» **The problem**: Each entry is to be printed again word for word.

» **Recorded information**:
==================================================

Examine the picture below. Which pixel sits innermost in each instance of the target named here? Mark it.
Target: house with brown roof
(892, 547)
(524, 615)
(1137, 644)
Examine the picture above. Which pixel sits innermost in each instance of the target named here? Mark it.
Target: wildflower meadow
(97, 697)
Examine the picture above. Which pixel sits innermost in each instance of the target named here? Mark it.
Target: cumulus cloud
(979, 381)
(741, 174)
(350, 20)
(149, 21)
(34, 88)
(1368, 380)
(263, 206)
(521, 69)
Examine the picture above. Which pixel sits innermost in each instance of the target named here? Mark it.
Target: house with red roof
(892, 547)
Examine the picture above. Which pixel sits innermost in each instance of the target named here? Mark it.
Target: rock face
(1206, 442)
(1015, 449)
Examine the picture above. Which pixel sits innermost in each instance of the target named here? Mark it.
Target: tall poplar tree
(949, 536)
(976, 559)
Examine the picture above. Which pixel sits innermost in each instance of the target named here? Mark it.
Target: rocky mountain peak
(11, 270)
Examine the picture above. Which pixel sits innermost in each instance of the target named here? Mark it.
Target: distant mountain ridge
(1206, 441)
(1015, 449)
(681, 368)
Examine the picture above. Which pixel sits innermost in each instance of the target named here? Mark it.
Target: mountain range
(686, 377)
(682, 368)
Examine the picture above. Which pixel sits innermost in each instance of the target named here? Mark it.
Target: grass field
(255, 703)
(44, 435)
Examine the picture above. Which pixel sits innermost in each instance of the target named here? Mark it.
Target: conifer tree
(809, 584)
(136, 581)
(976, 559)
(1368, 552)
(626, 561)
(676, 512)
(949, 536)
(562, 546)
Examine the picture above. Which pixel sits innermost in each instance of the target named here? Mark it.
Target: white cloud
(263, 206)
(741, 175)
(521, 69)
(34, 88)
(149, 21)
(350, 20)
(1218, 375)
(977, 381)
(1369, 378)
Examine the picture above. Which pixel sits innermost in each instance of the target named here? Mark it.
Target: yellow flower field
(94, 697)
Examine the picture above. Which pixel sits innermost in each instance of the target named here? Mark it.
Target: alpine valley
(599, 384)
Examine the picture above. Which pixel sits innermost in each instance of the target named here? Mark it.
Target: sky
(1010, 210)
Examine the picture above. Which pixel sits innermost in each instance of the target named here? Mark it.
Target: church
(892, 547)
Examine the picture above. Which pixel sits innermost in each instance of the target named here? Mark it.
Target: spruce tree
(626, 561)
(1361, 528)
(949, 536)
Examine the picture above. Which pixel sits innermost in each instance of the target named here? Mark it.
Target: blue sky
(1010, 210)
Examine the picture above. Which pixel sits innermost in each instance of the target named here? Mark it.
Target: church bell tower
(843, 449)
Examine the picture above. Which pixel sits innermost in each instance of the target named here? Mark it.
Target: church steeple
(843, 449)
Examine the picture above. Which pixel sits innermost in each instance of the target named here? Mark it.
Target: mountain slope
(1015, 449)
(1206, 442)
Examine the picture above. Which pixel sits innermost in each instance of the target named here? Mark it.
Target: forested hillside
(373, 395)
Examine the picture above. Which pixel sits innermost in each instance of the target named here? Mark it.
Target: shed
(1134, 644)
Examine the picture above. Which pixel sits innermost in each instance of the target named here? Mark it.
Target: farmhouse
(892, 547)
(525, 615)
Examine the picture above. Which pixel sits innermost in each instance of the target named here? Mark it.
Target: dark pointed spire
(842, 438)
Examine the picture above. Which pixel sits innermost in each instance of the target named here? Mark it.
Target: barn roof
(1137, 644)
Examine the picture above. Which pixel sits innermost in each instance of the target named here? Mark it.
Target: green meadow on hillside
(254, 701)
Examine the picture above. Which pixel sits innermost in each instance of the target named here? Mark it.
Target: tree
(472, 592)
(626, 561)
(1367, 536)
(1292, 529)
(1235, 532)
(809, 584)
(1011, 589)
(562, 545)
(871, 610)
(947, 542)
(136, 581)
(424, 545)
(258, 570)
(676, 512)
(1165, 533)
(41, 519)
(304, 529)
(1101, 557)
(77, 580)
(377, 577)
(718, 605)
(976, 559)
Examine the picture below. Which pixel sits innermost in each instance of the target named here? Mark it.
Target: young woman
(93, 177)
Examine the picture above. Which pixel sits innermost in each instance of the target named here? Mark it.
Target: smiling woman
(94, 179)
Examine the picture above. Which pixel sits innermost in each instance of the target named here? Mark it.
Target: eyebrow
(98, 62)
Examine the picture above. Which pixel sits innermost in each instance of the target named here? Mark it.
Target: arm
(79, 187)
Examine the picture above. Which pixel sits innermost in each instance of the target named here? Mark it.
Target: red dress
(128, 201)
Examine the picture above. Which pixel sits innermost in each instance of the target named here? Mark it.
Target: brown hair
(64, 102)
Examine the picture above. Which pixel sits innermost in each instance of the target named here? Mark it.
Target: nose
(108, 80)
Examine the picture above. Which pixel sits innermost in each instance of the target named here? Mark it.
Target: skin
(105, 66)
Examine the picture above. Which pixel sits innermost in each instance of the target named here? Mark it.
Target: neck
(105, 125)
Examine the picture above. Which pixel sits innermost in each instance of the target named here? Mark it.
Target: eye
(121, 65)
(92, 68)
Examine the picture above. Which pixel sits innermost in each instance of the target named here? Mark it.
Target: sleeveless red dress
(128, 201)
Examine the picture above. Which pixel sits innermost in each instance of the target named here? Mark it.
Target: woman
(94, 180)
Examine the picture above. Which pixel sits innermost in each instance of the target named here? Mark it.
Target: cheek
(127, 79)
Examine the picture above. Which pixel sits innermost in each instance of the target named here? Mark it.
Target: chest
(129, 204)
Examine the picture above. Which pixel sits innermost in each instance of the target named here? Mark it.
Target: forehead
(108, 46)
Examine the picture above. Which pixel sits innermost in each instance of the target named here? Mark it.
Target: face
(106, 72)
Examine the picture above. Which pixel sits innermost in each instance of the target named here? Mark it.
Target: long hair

==================================================

» **Output for this exercise**:
Examine the picture below. Which pixel sits innermost in each instance of the target named here? Mark it.
Target: house with brown roof
(892, 547)
(524, 615)
(1137, 644)
Examine the picture above. Which pixel sits innermost in each instance of the target named here? Mark it.
Target: wildflower meadow
(97, 697)
Examine the picture above. Which pixel sits innermost in each instance of the target named here? Mark it.
Target: cumulus cloud
(979, 381)
(741, 174)
(350, 20)
(149, 21)
(34, 88)
(1368, 380)
(263, 206)
(521, 69)
Examine the picture above. Which pixel sits innermost in each instance of the target named here? Mark it.
Target: house with red roof
(892, 547)
Examine the picture above. Which pixel sits innermost in each instance of the target named here? Mark it.
Target: rock face
(1206, 442)
(1015, 449)
Examine the picture above. Which pixel sits innermost in each instance of the target named here? Mark it.
Target: tall poplar tree
(949, 536)
(976, 559)
Examine the picture above. Which pixel sits innermost in each instance of the target named here? Mark it.
Target: rocky mountain peak
(11, 270)
Examine the picture above. Which pixel sits innermost in each instance of the target named here? Mark it.
Target: distant mountain ridge
(1206, 441)
(1015, 449)
(681, 368)
Examine the picture above. Which pixel sits innermost in each instance of the target named here? Mark it.
Target: mountain range
(686, 377)
(682, 368)
Examine the picture above. Which pixel sits innermost in each instance of the target named here? Mark it.
Target: grass field
(255, 703)
(44, 435)
Examine the picture above. Which pixel sits innermost in each instance of the target named here? Mark it.
Target: conifer tree
(809, 584)
(136, 581)
(976, 559)
(1368, 552)
(626, 561)
(676, 512)
(949, 536)
(562, 546)
Examine the picture above. Which pixel sits innermost in each instance of the target named here? Mark it.
Target: white cloud
(263, 206)
(741, 175)
(521, 69)
(34, 88)
(149, 21)
(350, 20)
(1218, 375)
(977, 381)
(1369, 378)
Examine the picture above. Which pixel sits innermost in each instance of the target named here? Mark it.
Target: yellow flower field
(94, 697)
Examine the picture above. Which pixel sits innermost in each instance of the target named here? Mark it.
Target: alpine valley
(599, 384)
Examine the picture above. Which pixel sits innermost in each instance of the target named here? Mark it.
Target: sky
(1010, 210)
Examine the picture above. Which pixel sits innermost in each instance of the target named here? Mark it.
Target: church
(892, 547)
Examine the picture above. Which pixel sits innermost in each instance of the target named here? Mark it.
Target: spruce tree
(626, 561)
(1361, 528)
(949, 536)
Examine the picture above. Which pixel sits innermost in each instance of the target named here? Mark it.
Target: blue sky
(1010, 210)
Examine the picture above. Which pixel sits innermost in each instance of the target named here? Mark it.
Target: church bell tower
(843, 449)
Examine the picture above. Which pixel sits innermost in each instance of the target named here? Mark it.
Target: church steeple
(843, 449)
Examine the picture above. Which pixel sits innermost in each instance of the target named here? Mark it.
Target: mountain slope
(1015, 449)
(1206, 442)
Examine the picture above. Which pixel sits innermost in each instance of the target named here? Mark it.
Target: forested hillside
(373, 395)
Examine the picture above. Which pixel sits innermost in each instance of the target named here? Mark it.
Target: shed
(1134, 644)
Examine the picture above. Which pixel sits innermost in each instance of the target named here? Mark it.
Target: farmhouse
(892, 547)
(525, 615)
Examine the picture above. Which pixel sits innermost in each instance of the target named here? Mark it.
Target: dark pointed spire
(842, 438)
Examine the picture above. Which pixel sits innermost in each instance of the target named here? Mark it.
Target: barn roof
(1137, 644)
Examine the picture above. Which pixel sits innermost in each instance of the target named here? Mark it.
Target: green meadow on hillside
(254, 701)
Examine the picture above. Which pixel sits innermost in each instance of the target named here? Mark it.
Target: tree
(472, 592)
(626, 561)
(1367, 536)
(1292, 529)
(1235, 532)
(809, 584)
(1011, 589)
(562, 545)
(871, 610)
(947, 542)
(136, 581)
(424, 545)
(258, 570)
(676, 512)
(1165, 533)
(41, 519)
(304, 529)
(1101, 557)
(77, 580)
(377, 577)
(718, 605)
(976, 559)
Examine the picture below. Which pixel sits innermost in each instance of the target named here? Mark it.
Target: young woman
(93, 177)
Examine the picture above. Which pixel sits innermost in each instance of the target named here? Mark it.
Target: smiling woman
(94, 179)
Examine the picture above. Which pixel sits innermost in each instance of the target named here? Mark it.
Target: eyebrow
(98, 62)
Examine the picture above. Which pixel sits innermost in each instance of the target named here? Mark it.
Target: arm
(79, 187)
Examine the picture above. Which pixel sits innermost in each instance of the target named here? Mark it.
Target: red dress
(128, 201)
Examine the picture above. Which pixel sits innermost in each instance of the target named here? Mark it.
Target: brown hair
(64, 102)
Examine the picture above. Which pixel sits innermost in each instance of the target named here? Mark it.
Target: nose
(108, 80)
Examine the picture above. Which pixel sits innermost in each instance of the target named here? Mark it.
Target: skin
(105, 66)
Examine the picture above. Which pixel sits innermost in each instance of the target named here? Mark it.
Target: neck
(105, 125)
Examine the picture above. Which pixel sits innermost in each instance of the target named here? Mark it.
Target: eye
(121, 65)
(92, 68)
Examine the picture above. Which pixel sits innermost in each instance of the target named here? Mark it.
Target: sleeveless red dress
(128, 201)
Examine the picture above. Which pixel sits innermost in each instance of the target named here? Mark it.
Target: woman
(94, 180)
Examine the picture above. Which pixel sits innermost in each instance of the target named here? Mark it.
Target: cheek
(127, 79)
Examine the picture above. Which pixel sits innermost in each instance of the target named here? Mark it.
Target: chest
(129, 204)
Examine the picture above. Which pixel sits innermost in each instance of the target named here? Mark it.
Target: forehead
(108, 46)
Examine the picture above. Which pixel sits innermost in each instance of the target named here? Mark it.
Target: face
(106, 72)
Examine the picture above. Which pixel sits innermost in each instance of the target named here? Mark it.
Target: long hair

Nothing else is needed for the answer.